Image point grounding data:
--- --- ---

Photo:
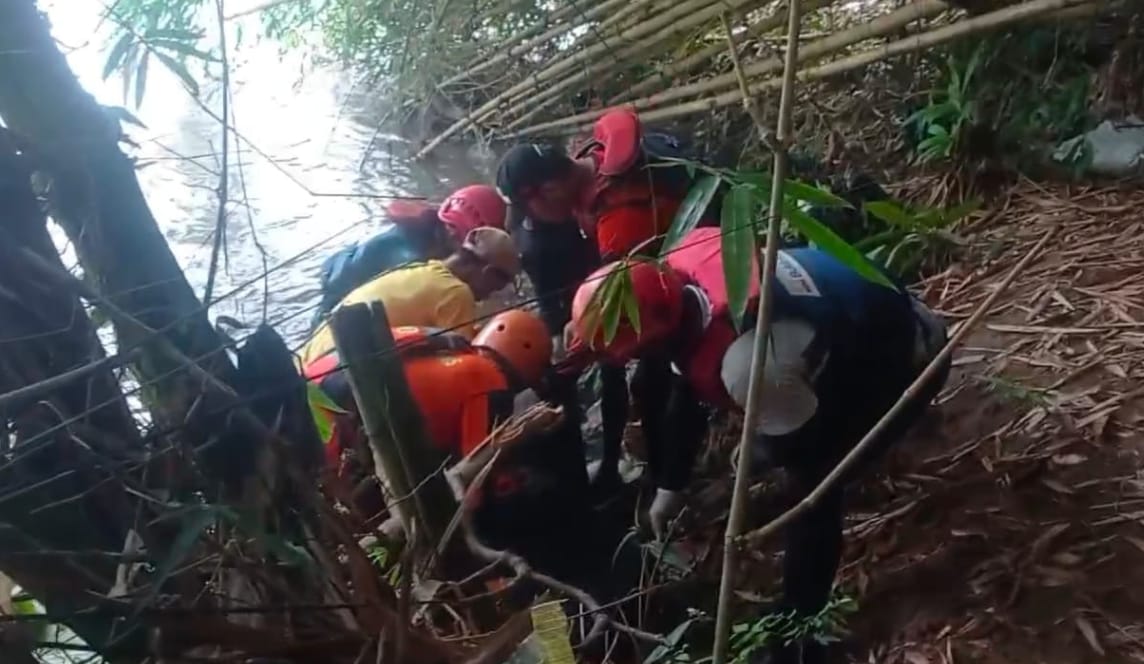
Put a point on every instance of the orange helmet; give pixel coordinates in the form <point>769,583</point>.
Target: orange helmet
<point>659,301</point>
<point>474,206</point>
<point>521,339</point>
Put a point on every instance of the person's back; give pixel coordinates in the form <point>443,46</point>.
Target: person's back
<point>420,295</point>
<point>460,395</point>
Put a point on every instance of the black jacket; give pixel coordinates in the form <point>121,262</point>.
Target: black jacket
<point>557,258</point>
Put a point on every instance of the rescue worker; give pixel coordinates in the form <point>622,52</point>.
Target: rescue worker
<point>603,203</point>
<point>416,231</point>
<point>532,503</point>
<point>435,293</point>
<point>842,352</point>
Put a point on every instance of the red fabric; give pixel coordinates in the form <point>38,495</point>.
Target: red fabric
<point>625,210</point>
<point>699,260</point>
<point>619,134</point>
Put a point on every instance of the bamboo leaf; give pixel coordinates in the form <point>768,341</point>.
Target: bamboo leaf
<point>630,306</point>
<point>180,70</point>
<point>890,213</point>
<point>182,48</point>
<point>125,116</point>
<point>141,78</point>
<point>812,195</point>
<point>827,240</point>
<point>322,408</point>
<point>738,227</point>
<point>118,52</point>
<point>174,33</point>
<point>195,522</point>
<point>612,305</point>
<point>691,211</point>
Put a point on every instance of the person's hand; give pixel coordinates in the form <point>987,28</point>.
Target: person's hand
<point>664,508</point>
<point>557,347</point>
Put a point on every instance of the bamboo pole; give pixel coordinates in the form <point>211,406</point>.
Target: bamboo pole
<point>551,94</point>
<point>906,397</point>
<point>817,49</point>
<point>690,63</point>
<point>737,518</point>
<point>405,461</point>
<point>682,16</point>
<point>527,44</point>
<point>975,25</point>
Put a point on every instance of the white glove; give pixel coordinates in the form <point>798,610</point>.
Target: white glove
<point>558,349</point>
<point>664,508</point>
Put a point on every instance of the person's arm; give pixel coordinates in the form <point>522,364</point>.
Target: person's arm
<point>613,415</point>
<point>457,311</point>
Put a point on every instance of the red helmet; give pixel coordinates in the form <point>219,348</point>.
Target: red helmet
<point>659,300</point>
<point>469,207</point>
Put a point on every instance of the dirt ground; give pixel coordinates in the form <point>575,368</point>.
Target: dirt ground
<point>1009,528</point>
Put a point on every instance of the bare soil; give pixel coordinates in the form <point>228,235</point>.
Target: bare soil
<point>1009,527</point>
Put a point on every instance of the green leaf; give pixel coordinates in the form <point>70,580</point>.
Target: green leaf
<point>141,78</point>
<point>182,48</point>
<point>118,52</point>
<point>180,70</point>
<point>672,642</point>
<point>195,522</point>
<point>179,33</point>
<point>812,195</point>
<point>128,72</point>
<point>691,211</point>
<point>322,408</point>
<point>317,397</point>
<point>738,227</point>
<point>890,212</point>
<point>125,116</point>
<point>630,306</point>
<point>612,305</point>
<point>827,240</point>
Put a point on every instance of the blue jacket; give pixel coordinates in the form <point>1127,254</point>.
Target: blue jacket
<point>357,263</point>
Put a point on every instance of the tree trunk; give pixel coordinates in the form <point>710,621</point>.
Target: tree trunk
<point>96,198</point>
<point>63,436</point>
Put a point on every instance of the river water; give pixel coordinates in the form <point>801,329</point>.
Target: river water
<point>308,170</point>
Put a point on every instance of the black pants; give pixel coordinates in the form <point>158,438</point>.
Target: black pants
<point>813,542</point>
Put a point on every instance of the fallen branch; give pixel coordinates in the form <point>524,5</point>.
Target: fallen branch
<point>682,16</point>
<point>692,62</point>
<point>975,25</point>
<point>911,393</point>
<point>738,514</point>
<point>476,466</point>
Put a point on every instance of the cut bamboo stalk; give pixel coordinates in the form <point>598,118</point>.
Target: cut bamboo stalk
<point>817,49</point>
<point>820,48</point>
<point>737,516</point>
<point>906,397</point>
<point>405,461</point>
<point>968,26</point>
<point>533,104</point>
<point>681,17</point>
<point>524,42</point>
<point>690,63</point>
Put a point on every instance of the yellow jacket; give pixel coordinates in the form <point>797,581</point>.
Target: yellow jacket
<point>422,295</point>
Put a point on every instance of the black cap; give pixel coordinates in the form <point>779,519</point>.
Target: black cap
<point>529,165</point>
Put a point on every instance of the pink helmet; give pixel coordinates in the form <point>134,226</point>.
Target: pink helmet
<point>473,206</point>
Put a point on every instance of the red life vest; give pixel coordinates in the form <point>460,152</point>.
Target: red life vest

--- --- ---

PROMPT:
Where a line of the records contains the word "vest", copy that line.

EXERCISE OUTPUT:
Put a point on every instance of the red life vest; give pixel coordinates in the form <point>460,152</point>.
Target: red life vest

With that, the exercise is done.